Point localization data:
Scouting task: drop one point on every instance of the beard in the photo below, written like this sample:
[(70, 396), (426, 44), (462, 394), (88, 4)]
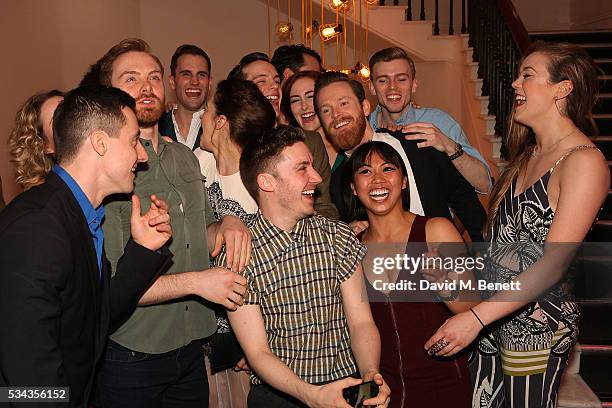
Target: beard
[(349, 136), (148, 116)]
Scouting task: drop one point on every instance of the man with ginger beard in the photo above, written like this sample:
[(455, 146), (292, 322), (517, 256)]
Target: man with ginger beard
[(256, 67), (434, 183), (155, 358)]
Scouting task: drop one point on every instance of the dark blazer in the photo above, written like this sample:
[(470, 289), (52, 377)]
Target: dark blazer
[(439, 183), (57, 311), (166, 128)]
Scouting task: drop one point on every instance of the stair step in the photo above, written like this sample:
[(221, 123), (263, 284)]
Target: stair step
[(592, 276), (604, 103), (605, 64), (605, 83), (606, 212)]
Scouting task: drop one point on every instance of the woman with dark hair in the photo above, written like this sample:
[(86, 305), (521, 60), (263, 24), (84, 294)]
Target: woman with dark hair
[(31, 141), (297, 105), (237, 113), (541, 208), (378, 191)]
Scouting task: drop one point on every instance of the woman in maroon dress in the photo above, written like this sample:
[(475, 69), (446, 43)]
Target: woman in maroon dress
[(405, 319)]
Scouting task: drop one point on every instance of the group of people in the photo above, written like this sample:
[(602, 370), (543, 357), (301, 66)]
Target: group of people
[(213, 252)]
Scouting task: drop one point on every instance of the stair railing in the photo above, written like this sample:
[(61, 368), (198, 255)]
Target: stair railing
[(498, 38)]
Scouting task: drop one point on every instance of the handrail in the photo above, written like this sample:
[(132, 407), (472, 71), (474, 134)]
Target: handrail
[(499, 39), (519, 32)]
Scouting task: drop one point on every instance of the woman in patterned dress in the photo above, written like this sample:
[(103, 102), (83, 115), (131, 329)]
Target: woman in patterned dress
[(237, 112), (541, 208)]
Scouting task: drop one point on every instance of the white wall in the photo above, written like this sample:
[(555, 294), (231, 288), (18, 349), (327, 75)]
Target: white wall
[(558, 15), (50, 43)]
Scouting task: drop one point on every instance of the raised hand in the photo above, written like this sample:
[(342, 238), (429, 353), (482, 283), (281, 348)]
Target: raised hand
[(429, 136), (151, 230), (232, 232), (219, 285)]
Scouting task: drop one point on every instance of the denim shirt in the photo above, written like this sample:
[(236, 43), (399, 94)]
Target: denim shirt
[(442, 121)]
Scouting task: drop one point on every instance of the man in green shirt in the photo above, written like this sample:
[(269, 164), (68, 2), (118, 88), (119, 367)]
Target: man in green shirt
[(155, 358)]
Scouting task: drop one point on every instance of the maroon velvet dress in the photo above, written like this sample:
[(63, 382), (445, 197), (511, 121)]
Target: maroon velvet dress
[(416, 379)]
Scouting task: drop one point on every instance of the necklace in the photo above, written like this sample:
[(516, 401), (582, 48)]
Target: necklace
[(535, 153)]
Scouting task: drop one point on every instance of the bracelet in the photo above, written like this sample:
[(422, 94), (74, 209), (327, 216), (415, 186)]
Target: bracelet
[(478, 318), (458, 152)]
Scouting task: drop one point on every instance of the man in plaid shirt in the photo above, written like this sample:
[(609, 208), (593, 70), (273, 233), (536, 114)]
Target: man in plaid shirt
[(306, 324)]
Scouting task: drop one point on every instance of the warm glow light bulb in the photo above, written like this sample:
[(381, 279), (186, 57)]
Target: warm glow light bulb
[(341, 5), (364, 72), (328, 32)]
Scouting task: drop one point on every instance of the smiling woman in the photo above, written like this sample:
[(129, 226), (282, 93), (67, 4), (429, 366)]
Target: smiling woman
[(550, 193), (378, 192), (31, 141)]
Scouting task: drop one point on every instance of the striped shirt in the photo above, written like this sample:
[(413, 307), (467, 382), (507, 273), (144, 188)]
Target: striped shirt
[(295, 278)]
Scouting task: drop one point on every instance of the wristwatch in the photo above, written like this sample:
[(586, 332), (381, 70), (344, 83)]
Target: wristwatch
[(458, 152)]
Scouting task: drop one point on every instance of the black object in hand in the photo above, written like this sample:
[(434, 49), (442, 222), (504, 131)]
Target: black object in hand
[(356, 394)]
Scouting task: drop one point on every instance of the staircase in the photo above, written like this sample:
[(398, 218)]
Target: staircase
[(594, 280)]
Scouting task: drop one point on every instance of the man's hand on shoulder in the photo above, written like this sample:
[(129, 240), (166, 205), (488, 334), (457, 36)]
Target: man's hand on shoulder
[(232, 232), (429, 136), (219, 285), (151, 230)]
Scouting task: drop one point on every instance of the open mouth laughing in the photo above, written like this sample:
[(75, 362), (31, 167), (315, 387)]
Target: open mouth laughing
[(379, 194)]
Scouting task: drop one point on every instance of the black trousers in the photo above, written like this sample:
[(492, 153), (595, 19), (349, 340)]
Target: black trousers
[(132, 379)]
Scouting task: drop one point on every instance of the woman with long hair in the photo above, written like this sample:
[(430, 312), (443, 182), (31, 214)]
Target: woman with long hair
[(298, 107), (541, 208), (236, 113), (31, 141), (405, 319)]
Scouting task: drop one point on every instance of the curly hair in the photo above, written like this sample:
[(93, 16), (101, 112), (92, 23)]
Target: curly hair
[(27, 142)]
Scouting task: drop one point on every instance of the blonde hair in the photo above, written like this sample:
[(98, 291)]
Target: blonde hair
[(27, 142), (566, 62)]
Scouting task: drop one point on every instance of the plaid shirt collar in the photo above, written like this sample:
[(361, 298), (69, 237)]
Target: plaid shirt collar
[(277, 237)]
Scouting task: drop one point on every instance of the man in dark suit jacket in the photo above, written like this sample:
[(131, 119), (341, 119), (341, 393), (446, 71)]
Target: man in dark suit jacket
[(435, 184), (57, 301)]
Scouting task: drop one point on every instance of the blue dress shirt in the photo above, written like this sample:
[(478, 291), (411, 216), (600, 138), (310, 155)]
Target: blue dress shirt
[(93, 216), (442, 121)]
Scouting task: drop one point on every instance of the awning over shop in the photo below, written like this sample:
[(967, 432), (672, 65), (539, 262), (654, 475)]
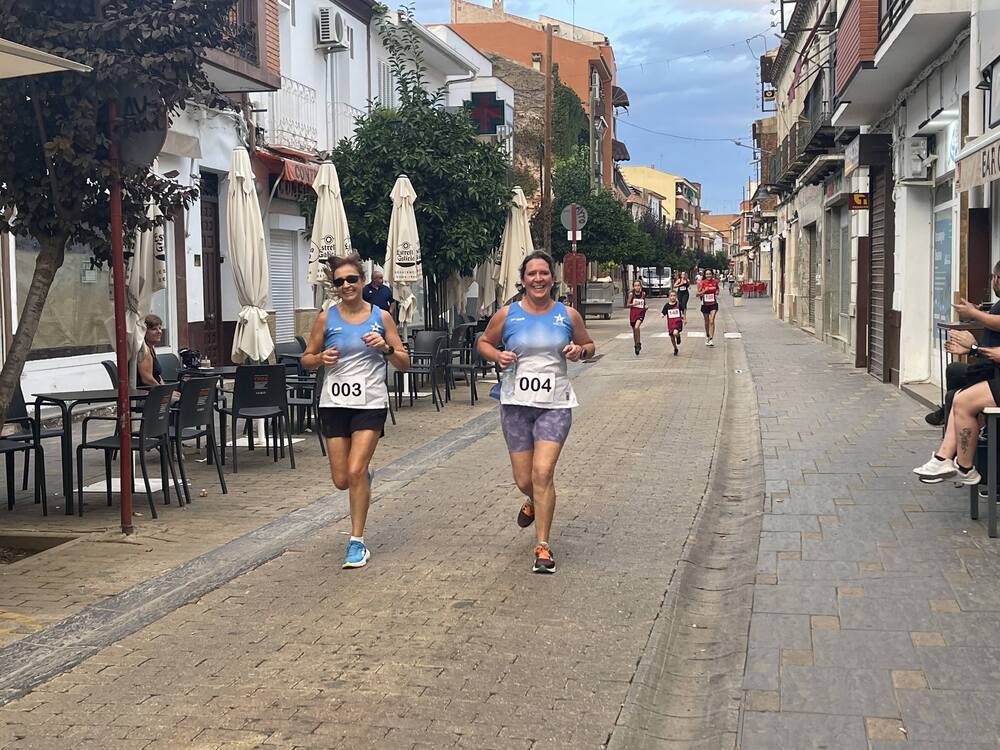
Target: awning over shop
[(618, 97), (979, 162), (17, 60)]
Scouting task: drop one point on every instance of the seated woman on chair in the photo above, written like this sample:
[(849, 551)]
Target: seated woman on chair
[(148, 371)]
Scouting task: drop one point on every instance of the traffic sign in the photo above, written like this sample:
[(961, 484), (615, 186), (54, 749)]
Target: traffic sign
[(567, 217)]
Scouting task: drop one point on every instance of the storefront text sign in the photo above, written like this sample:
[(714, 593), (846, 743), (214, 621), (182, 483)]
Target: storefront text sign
[(980, 167)]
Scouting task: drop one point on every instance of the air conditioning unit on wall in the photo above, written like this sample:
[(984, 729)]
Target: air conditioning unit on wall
[(912, 159), (331, 34)]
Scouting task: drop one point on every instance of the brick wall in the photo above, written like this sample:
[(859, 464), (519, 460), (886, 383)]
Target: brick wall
[(272, 37)]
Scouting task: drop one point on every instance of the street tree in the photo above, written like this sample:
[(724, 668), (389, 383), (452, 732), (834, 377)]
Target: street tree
[(460, 180), (55, 165)]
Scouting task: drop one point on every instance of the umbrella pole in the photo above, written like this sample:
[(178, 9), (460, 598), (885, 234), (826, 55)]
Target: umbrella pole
[(121, 343)]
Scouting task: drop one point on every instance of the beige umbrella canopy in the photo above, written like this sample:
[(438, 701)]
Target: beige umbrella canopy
[(249, 262), (402, 250), (330, 235), (514, 247), (17, 60)]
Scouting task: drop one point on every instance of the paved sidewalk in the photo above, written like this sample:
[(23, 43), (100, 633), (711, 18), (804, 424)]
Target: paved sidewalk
[(877, 599), (446, 639)]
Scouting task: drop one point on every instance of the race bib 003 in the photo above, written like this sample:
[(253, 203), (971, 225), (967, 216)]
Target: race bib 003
[(534, 387), (348, 391)]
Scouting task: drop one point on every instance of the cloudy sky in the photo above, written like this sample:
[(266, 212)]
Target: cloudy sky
[(673, 89)]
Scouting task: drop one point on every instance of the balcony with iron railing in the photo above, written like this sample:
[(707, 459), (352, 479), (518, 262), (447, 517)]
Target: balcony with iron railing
[(240, 64), (292, 116)]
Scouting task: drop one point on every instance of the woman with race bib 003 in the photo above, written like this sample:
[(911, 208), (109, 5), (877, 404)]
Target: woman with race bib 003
[(708, 291), (536, 397), (353, 341)]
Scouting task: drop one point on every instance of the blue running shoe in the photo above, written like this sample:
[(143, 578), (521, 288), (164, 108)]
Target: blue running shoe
[(357, 555)]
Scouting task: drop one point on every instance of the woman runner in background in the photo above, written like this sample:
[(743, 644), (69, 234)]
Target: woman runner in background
[(536, 397), (636, 313), (708, 291)]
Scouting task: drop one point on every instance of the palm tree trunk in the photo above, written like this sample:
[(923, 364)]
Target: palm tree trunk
[(50, 259)]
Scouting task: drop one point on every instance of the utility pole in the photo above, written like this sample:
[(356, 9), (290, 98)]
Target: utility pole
[(547, 163)]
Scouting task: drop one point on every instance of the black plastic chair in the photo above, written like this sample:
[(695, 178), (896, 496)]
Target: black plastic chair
[(193, 419), (426, 362), (259, 392), (153, 433)]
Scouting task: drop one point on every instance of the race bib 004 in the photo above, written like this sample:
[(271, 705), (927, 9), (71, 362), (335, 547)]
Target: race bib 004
[(534, 387), (348, 391)]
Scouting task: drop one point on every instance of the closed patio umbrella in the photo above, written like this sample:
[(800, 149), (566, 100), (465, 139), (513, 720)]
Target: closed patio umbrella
[(17, 60), (249, 262), (514, 247), (330, 235), (402, 249)]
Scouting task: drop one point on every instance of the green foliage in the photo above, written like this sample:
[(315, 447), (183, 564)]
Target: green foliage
[(611, 235), (55, 166), (460, 181)]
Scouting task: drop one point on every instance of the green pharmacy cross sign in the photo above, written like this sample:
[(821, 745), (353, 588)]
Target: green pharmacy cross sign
[(487, 112)]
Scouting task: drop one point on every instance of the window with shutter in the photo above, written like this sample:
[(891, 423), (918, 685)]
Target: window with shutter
[(281, 267)]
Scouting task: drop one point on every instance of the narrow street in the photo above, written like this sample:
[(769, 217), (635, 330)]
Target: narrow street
[(446, 639)]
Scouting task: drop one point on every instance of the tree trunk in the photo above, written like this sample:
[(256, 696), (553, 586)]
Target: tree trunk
[(50, 259)]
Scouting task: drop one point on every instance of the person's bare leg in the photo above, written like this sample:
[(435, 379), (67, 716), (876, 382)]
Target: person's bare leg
[(543, 470), (965, 411), (520, 463), (363, 443)]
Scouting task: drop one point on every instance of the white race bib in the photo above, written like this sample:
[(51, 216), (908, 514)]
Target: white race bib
[(347, 391), (534, 387)]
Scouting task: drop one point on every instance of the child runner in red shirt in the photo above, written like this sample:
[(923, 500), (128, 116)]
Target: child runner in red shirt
[(673, 314)]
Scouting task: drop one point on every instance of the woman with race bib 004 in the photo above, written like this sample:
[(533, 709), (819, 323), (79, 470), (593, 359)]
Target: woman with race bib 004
[(353, 341), (538, 336), (708, 291)]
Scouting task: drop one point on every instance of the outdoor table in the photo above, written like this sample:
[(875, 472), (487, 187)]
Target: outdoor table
[(67, 401)]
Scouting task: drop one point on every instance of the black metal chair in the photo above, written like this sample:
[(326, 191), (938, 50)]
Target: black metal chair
[(153, 433), (260, 392), (467, 362), (426, 362), (193, 419)]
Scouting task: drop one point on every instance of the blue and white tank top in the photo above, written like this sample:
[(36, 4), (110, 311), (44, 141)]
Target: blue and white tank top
[(358, 380), (539, 377)]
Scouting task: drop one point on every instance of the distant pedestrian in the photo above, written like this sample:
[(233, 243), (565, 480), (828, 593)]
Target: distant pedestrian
[(353, 341), (636, 304), (377, 293), (708, 291), (536, 396), (675, 319)]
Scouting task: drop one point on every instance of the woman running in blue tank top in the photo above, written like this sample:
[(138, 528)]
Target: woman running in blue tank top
[(353, 341), (536, 397)]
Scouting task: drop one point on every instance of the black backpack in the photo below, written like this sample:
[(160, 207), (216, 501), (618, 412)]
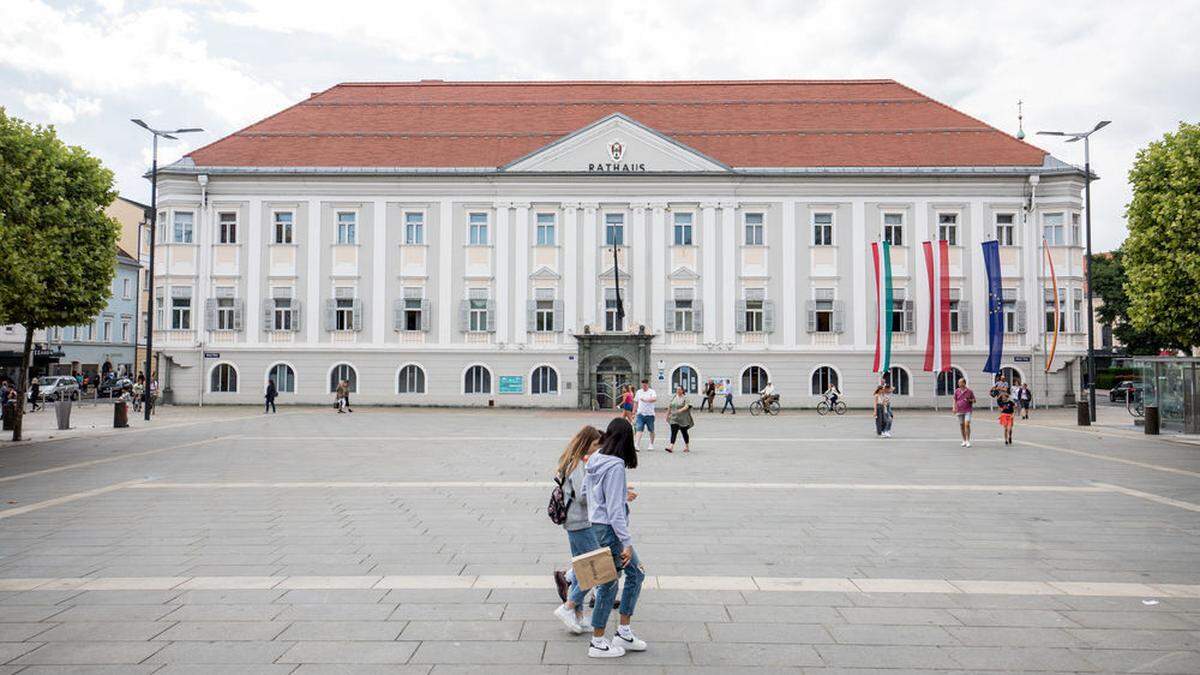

REQUIREMENT: Return every line from the entries above that contains the word "below".

EXERCISE RESPONSE:
Scouting task: drop one point on every instance of the beard in the photo below, written like this sample:
Scouting task: drop one point on every instance of the awning over shop in the photo below, written like this sample:
Scouting task: drop one point on every instance of the black backpack in the photo below, written like this sample:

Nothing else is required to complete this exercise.